━━━━━ RECORDS SHOWN ━━━━━

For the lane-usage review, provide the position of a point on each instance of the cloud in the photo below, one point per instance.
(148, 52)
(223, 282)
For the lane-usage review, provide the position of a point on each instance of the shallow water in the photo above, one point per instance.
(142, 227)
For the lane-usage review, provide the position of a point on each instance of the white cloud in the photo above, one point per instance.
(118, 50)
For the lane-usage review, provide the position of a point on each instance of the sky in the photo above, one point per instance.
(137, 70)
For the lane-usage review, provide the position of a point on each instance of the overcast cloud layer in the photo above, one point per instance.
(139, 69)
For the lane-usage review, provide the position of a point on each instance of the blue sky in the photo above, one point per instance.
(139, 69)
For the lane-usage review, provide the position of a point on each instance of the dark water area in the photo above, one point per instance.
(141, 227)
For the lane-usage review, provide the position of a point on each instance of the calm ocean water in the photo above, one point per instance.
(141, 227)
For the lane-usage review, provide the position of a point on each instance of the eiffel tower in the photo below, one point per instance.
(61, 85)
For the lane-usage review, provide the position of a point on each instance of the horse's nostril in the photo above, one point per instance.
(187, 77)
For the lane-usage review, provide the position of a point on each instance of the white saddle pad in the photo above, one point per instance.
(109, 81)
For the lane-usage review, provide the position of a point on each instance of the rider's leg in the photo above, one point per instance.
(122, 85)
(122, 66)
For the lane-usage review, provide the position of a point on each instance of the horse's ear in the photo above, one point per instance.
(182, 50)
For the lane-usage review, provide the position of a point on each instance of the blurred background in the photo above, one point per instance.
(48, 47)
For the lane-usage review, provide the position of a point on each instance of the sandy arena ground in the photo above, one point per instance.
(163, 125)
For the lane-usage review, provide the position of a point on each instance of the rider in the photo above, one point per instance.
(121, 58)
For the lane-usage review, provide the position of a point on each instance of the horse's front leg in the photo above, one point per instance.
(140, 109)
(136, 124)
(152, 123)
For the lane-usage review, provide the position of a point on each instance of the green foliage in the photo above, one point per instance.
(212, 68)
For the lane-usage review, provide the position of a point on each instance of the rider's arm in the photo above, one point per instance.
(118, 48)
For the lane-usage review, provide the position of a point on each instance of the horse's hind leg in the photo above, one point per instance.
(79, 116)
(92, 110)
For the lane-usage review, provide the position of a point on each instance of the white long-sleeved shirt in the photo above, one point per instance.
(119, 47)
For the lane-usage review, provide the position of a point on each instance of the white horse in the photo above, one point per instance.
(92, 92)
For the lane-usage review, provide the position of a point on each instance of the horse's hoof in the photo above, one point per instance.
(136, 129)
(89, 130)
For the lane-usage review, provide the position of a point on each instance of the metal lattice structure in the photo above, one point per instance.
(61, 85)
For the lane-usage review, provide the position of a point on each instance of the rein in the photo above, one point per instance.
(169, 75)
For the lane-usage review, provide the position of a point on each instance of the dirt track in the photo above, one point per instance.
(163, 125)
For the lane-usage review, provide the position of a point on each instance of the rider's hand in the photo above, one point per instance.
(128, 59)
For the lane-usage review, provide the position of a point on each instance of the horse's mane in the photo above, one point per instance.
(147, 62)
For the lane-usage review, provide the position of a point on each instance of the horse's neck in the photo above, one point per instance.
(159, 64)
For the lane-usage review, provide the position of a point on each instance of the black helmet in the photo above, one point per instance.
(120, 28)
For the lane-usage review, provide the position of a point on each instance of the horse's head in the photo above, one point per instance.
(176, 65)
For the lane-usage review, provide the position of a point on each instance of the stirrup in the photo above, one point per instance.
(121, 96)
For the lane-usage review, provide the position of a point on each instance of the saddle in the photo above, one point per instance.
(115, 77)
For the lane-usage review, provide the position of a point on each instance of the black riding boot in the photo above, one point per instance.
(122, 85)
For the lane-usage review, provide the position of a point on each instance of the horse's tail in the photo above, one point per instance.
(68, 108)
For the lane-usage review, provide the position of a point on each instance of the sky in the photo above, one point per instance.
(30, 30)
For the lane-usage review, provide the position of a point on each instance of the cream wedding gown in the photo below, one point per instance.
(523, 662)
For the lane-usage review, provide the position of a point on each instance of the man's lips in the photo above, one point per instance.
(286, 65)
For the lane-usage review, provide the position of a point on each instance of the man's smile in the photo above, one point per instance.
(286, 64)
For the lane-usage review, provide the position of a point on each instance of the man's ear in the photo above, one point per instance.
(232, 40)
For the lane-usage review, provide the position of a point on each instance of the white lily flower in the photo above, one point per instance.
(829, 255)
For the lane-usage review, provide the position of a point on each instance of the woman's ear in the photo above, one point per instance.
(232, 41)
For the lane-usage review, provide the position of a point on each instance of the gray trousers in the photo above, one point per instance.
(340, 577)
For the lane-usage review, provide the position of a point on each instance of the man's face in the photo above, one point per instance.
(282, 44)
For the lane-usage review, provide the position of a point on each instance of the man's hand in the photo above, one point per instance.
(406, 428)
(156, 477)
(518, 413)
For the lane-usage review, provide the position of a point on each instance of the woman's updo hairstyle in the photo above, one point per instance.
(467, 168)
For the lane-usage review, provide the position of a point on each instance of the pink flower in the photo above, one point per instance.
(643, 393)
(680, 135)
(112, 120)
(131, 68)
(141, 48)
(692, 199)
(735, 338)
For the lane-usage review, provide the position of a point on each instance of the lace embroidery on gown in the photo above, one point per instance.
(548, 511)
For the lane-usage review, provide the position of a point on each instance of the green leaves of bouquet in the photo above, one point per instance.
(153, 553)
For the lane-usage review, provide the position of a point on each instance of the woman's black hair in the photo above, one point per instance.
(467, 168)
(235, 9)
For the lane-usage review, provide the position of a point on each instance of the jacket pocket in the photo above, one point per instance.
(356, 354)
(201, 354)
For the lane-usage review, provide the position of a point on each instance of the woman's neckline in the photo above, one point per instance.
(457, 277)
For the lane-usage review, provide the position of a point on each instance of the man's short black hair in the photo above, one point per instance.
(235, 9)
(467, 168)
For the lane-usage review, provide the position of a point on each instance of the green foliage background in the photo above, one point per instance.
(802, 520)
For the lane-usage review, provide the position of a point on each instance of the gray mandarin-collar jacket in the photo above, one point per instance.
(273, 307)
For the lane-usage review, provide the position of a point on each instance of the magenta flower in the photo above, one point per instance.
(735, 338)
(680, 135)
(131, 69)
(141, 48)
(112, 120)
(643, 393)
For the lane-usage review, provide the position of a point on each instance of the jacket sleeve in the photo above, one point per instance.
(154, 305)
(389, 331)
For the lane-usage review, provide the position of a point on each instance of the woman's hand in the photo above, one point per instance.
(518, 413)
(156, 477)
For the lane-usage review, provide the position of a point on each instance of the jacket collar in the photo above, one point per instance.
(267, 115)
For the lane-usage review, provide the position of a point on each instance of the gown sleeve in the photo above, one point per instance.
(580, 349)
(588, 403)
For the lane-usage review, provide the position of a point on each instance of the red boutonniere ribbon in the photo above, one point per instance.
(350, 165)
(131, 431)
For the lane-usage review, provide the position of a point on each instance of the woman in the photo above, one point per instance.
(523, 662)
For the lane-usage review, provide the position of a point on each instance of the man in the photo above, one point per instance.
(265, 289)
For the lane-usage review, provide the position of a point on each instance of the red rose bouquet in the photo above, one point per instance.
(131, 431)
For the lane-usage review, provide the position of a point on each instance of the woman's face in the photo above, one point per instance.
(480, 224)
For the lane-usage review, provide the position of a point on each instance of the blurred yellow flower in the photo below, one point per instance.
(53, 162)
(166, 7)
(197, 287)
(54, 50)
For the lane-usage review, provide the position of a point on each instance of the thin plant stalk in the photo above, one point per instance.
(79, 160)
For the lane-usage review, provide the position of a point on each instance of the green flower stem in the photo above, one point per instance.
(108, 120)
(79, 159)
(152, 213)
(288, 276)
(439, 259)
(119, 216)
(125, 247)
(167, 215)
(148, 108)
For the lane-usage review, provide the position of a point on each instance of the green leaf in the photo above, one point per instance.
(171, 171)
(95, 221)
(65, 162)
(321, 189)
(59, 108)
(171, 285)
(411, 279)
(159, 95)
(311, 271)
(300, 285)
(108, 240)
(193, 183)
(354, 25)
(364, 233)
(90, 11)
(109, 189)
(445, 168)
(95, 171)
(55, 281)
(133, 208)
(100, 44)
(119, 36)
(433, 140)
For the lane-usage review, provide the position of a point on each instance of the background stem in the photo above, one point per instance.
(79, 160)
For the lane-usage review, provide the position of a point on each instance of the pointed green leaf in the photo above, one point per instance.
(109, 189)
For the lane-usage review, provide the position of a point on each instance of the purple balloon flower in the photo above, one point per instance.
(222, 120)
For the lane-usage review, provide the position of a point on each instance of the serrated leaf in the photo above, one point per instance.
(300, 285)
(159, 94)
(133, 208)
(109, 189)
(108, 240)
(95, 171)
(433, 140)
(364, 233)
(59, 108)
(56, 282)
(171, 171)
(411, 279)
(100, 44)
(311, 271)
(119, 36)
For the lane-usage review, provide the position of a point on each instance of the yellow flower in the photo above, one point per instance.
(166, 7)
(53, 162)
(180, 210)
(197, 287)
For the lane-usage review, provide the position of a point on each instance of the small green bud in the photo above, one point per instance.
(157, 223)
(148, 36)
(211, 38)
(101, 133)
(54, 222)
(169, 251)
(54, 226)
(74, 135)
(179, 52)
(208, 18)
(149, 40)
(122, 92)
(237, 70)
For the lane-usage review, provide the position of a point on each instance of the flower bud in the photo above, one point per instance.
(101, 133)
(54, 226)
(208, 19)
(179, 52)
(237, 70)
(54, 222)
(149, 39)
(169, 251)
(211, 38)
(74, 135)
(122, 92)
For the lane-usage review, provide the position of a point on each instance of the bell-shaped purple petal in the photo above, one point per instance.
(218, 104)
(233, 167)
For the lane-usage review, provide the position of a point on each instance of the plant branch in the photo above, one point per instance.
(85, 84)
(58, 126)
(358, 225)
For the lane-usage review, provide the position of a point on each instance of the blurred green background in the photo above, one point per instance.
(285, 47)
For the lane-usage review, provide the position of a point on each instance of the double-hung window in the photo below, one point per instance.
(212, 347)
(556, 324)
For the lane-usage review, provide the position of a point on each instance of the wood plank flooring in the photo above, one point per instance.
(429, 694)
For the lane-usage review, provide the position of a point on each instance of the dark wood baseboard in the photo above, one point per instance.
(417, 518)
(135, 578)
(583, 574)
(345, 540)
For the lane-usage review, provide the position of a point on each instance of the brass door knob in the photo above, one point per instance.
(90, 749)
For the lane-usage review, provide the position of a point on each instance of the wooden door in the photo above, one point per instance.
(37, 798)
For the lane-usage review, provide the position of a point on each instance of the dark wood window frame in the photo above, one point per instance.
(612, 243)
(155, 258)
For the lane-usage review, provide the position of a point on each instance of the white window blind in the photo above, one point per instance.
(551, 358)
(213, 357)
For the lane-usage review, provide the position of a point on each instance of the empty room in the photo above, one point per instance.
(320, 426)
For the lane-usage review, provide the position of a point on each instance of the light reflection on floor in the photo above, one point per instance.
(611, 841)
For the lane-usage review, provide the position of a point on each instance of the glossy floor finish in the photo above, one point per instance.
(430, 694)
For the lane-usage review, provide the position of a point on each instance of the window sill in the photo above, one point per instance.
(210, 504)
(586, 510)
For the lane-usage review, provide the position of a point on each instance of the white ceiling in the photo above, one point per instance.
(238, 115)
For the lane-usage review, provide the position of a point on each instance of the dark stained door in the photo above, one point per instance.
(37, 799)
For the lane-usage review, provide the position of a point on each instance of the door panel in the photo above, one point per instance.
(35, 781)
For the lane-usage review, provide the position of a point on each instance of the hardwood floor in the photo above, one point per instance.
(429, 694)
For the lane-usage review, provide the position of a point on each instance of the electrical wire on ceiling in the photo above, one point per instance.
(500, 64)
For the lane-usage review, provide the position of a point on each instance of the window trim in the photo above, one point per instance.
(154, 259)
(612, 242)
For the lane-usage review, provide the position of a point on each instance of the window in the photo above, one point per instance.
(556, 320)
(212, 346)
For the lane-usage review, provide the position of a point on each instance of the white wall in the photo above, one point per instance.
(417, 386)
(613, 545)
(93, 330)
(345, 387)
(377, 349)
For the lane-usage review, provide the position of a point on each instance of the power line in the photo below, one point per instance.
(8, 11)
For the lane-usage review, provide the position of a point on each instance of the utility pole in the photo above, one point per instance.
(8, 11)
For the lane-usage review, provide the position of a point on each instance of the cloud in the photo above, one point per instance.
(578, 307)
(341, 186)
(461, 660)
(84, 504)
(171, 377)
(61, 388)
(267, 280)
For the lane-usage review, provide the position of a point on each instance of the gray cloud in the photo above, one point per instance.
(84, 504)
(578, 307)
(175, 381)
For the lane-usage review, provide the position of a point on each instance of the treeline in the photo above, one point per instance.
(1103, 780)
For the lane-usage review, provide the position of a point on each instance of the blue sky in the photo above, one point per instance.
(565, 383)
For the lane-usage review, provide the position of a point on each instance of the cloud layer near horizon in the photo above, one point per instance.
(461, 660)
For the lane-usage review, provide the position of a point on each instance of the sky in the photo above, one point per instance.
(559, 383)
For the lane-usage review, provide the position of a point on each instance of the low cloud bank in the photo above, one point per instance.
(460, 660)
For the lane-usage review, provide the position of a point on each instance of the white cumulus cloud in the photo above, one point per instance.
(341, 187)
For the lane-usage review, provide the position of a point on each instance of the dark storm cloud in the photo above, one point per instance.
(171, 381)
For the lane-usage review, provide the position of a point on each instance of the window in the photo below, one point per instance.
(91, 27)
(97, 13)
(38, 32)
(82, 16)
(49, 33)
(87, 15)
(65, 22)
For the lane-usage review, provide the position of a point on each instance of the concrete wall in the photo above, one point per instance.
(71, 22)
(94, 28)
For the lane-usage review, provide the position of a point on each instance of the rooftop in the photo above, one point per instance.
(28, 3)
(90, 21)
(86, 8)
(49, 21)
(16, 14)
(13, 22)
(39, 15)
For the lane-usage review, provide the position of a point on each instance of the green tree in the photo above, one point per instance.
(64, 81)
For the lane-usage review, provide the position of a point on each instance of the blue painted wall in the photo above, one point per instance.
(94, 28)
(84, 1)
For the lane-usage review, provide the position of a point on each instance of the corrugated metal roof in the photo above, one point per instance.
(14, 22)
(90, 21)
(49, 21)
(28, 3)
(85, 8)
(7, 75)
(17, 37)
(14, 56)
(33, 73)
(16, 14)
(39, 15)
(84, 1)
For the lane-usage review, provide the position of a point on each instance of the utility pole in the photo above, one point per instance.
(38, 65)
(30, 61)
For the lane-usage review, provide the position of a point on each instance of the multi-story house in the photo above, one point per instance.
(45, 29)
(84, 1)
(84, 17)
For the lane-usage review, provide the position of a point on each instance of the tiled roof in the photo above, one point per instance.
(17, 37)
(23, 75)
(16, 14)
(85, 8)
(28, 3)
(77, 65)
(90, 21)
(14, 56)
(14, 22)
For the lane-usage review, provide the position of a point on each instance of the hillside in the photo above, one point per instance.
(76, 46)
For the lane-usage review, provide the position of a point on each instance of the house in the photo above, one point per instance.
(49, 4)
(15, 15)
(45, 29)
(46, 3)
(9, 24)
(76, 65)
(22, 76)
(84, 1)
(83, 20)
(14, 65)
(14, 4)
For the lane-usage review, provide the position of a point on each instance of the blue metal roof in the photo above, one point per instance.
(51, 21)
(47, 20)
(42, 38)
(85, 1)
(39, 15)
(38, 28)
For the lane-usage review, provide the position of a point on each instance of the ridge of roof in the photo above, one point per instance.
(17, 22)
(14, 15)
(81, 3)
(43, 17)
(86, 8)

━━━━━

> _YOUR TASK_: Repeat only the stretch of lines that opens with the line containing "of the multi-story" and closes with the final line of the entries, both included, exactly as written.

> _THE REPLY_:
For the lane-usage review, provide the position of a point on each instance of the multi-story house in the photo above, one point per instance.
(45, 29)
(84, 1)
(84, 17)
For the lane-usage review, provide the position of a point on each instance of the tiled roof in the photo above, one point per instance.
(17, 37)
(23, 75)
(16, 14)
(85, 8)
(28, 3)
(77, 65)
(90, 21)
(14, 56)
(14, 22)
For the lane-usage review, provide the position of a point on each instance of the hillside in the photo above, one point per instance.
(76, 46)
For the lane-usage review, provide the position of a point on each instance of the house in the photo above, one point per instance.
(49, 4)
(15, 15)
(45, 29)
(46, 3)
(9, 24)
(76, 65)
(22, 76)
(84, 1)
(83, 20)
(14, 65)
(14, 4)
For the lane-usage review, provide the position of a point on each instance of the blue metal roof in the photo above, one point per instance.
(51, 21)
(47, 20)
(42, 38)
(85, 1)
(39, 15)
(38, 28)
For the lane-usage review, provide the position of a point on each instance of the ridge of roof in the photo above, one point per instance.
(17, 22)
(14, 15)
(81, 3)
(43, 17)
(86, 8)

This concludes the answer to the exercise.